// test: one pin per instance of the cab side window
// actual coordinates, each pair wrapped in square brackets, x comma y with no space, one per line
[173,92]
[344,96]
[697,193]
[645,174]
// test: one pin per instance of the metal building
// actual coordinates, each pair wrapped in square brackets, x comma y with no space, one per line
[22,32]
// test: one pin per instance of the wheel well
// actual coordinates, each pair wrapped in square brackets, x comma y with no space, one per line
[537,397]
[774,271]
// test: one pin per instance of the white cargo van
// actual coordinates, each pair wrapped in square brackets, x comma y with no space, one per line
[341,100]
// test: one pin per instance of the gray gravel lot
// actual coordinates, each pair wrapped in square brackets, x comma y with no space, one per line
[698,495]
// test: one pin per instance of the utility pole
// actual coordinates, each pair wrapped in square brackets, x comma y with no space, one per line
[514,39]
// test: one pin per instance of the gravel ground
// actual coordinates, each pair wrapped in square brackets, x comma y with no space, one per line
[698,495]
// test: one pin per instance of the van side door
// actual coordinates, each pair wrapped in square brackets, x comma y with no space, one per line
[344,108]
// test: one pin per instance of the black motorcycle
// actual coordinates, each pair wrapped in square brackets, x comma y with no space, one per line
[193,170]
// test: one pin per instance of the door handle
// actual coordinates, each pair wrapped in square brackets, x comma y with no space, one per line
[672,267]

■ REQUEST ■
Reproduce all of the data above line for line, leaving every character unchanged.

■ WRITTEN REPLY ■
// test: one pin per instance of the cab side window
// actual coordinates, each pair wrapped in square brackets, x comma y with no space, one per line
[173,92]
[344,96]
[697,193]
[645,174]
// test: one pin per instance of the metal building
// actual coordinates, each pair wrapped in square brackets, x comma y with no space, one per line
[22,32]
// test: one pin per instance of the wheel well
// actual coordinates, each pair wrapped in square brackets, x comma y with no space, one per line
[537,397]
[774,271]
// test: one pin per instance of the white cargo van
// actual coordinates, each pair wrapped in square brackets, x comma y with no space, one per line
[341,100]
// test: one pin per instance of the gray gravel lot
// actual coordinates, each pair wrapped in square brackets, x comma y with no space, one per line
[698,495]
// test: one pin per instance of the utility pole
// actual coordinates, each pair wrapped in square brackets, x comma y with no space, one per line
[514,39]
// test: one pin per instance of the gravel ground
// actual coordinates, each pair wrapped in square brackets, x comma y with no space, one per line
[698,495]
// test: one pin per instance of the van side door
// actual coordinates, each pair wrapped in square brackets, x comma y with no space, one per line
[344,108]
// test: one pin per instance of the black motorcycle
// actual coordinates, each pair wrapped in square brackets, x comma y with no space, one per line
[193,170]
// test: one pin per instance of the door handle
// actual coordinates, each pair wrapped in square brackets, x comma y with no space, one per line
[672,267]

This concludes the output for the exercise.